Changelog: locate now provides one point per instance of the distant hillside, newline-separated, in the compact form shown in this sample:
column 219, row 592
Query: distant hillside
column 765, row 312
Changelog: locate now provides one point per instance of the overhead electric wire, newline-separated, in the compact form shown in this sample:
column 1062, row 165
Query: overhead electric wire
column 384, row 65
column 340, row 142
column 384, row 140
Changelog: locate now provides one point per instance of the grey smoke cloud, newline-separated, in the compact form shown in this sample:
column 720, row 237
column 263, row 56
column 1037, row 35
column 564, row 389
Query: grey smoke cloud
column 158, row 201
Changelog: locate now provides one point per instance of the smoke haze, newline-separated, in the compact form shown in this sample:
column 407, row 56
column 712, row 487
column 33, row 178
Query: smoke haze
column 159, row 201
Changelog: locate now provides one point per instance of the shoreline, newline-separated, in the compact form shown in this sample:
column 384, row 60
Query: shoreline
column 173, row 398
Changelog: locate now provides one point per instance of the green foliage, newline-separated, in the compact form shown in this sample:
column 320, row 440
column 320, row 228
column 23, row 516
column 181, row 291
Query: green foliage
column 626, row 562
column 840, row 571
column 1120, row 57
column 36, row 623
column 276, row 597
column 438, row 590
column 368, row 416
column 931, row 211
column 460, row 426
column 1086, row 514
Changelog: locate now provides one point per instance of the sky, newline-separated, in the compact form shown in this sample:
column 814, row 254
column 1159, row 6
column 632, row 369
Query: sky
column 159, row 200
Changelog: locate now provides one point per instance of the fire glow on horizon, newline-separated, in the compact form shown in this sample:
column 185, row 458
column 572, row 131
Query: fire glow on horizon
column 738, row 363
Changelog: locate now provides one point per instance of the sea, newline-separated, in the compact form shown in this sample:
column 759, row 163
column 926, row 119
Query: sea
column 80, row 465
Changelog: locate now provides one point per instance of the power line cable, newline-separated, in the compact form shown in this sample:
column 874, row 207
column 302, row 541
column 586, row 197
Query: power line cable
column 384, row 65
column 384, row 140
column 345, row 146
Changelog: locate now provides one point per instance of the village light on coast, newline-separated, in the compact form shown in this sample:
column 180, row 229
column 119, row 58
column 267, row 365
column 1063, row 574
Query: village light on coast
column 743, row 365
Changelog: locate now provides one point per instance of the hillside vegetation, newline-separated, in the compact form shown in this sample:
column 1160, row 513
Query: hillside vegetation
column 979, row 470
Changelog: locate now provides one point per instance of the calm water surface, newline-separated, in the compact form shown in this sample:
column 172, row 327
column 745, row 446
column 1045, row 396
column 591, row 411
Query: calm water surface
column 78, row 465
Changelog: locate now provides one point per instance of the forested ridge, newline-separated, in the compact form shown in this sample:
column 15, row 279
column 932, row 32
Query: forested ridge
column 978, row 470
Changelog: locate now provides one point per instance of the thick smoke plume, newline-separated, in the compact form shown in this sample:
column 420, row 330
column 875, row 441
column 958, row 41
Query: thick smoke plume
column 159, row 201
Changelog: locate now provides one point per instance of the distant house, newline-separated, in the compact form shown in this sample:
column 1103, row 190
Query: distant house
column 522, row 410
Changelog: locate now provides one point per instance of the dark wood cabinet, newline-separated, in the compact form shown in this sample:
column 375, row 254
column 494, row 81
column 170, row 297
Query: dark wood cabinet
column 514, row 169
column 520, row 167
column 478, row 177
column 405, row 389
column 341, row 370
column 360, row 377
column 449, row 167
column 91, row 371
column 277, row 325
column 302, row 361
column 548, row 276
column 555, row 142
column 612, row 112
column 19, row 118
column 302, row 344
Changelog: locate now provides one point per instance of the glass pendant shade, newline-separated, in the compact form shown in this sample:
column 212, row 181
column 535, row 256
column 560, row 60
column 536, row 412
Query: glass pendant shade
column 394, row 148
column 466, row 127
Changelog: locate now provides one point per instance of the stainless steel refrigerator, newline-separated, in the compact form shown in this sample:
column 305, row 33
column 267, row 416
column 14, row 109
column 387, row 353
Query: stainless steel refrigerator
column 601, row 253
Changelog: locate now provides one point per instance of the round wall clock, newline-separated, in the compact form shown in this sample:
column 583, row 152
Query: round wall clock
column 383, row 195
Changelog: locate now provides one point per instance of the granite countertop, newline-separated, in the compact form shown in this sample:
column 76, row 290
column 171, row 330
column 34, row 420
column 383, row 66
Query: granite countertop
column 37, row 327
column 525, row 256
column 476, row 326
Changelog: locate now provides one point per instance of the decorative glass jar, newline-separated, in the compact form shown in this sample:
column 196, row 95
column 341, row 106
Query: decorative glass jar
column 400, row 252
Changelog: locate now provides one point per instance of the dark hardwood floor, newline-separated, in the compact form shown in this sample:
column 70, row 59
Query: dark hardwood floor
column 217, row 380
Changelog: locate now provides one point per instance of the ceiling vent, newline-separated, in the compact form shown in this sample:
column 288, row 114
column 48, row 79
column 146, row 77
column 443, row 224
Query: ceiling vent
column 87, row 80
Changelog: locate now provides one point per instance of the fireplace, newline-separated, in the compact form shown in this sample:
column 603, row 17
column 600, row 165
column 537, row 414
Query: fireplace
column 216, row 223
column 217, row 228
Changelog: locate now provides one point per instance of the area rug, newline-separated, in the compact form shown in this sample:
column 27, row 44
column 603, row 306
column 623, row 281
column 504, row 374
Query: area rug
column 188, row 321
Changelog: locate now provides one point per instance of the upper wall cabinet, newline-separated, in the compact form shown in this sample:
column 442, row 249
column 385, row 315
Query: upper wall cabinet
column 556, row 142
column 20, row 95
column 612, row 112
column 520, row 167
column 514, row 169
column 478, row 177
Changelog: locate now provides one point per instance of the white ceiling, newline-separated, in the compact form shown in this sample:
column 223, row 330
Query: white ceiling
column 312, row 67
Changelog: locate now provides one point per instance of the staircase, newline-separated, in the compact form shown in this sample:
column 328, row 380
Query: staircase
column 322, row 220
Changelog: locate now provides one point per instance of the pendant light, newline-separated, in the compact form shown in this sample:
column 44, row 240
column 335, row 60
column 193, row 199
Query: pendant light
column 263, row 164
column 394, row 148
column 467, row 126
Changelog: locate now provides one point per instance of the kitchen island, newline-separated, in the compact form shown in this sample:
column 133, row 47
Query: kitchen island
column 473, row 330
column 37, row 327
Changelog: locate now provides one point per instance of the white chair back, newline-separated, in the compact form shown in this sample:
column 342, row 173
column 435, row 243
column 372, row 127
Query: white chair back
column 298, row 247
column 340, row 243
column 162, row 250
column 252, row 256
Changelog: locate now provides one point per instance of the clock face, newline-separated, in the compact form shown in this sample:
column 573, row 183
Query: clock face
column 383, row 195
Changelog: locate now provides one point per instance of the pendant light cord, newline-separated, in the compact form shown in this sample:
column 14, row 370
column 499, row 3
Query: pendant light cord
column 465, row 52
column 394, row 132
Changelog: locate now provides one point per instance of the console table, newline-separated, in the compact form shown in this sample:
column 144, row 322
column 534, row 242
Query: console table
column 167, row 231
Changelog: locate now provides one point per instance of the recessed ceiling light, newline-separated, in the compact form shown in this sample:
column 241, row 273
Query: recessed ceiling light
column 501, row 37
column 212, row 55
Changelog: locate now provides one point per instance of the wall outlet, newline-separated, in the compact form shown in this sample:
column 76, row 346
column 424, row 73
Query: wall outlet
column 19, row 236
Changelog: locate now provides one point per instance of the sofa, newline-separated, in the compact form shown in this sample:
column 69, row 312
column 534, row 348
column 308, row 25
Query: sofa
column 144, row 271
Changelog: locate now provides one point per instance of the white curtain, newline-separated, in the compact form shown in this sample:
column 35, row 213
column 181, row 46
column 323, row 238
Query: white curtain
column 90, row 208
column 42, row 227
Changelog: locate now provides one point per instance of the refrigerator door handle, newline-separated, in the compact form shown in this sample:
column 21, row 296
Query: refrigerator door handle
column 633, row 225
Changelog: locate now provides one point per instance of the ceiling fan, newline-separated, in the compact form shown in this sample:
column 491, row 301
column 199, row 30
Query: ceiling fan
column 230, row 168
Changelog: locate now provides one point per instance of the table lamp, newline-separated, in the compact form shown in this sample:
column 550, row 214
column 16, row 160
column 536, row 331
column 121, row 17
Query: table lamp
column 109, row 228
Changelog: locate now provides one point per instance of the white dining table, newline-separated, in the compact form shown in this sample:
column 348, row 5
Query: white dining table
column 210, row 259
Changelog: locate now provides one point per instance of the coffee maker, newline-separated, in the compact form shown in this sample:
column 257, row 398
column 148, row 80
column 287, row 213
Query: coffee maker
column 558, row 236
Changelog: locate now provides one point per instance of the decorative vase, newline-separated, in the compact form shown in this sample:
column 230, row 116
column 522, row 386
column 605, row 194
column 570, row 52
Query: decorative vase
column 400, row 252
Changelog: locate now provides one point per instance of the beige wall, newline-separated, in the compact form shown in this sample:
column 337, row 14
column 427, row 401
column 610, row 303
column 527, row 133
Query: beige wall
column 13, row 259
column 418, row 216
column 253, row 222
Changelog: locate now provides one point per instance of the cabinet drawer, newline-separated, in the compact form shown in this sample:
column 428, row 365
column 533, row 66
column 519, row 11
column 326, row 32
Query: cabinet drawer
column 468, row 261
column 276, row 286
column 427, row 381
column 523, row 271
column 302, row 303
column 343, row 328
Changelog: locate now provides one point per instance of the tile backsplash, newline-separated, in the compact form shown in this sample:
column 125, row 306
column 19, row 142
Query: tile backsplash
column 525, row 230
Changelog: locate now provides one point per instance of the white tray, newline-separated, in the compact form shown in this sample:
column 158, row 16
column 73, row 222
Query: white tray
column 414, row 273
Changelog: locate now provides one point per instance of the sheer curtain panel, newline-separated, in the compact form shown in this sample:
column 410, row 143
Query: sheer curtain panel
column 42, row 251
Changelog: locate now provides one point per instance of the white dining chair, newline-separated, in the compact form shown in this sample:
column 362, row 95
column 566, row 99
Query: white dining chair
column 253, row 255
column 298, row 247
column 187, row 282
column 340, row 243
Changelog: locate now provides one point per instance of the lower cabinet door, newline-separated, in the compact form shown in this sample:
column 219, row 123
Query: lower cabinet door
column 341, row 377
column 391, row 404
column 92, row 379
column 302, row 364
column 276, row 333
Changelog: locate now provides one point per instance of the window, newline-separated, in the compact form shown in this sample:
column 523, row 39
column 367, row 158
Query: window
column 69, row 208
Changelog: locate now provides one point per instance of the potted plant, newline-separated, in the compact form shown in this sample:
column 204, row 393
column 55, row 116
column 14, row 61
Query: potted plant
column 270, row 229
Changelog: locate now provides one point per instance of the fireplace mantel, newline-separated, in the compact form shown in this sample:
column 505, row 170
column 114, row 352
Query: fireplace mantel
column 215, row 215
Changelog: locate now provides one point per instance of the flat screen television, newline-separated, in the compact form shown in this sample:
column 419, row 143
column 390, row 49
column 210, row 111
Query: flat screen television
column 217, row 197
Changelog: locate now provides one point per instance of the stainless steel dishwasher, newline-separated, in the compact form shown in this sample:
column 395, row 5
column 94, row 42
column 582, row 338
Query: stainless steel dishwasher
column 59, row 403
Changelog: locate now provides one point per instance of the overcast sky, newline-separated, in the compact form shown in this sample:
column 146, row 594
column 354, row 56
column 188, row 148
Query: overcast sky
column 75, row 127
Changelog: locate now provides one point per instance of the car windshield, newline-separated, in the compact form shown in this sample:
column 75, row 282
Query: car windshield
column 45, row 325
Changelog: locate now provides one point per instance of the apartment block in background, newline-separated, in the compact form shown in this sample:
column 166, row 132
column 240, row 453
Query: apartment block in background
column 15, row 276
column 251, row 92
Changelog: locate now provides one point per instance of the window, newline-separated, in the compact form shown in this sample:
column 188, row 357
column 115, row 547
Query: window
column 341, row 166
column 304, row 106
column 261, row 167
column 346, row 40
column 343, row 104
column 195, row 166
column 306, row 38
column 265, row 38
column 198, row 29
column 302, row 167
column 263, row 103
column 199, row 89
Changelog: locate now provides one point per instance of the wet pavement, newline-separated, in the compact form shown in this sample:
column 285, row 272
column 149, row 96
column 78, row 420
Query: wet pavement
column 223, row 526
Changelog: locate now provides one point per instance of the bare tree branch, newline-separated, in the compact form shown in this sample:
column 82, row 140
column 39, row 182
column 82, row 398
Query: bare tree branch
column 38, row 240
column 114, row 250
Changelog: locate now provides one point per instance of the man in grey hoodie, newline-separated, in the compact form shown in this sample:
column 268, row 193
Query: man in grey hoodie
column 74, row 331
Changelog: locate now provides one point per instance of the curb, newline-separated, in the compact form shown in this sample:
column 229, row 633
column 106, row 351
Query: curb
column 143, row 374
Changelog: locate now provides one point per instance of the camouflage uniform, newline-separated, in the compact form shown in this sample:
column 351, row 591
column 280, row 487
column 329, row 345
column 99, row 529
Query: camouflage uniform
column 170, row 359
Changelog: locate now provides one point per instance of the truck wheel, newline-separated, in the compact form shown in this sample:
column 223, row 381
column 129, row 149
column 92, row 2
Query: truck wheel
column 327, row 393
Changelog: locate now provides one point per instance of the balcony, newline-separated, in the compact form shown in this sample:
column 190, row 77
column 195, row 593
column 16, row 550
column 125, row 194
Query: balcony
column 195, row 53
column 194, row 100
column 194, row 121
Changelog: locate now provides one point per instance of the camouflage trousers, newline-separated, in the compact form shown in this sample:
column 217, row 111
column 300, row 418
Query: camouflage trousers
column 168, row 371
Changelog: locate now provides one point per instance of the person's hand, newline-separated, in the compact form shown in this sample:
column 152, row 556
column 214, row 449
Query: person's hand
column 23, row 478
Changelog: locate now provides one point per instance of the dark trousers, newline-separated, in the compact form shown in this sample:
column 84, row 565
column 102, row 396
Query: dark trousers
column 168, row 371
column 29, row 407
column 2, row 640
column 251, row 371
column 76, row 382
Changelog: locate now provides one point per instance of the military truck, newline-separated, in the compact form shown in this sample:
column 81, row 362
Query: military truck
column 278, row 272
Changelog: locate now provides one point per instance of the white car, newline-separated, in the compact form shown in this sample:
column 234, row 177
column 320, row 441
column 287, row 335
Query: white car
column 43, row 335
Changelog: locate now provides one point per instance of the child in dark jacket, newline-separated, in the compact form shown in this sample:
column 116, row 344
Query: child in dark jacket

» TASK
Among the lines above, find those containing the word "child" and copy each.

» EXERCISE RESPONSE
Changelog: locate now provides one point per instance of the child in dark jacket, newline-separated, in the compact form shown in this sample:
Query: child in dark jacket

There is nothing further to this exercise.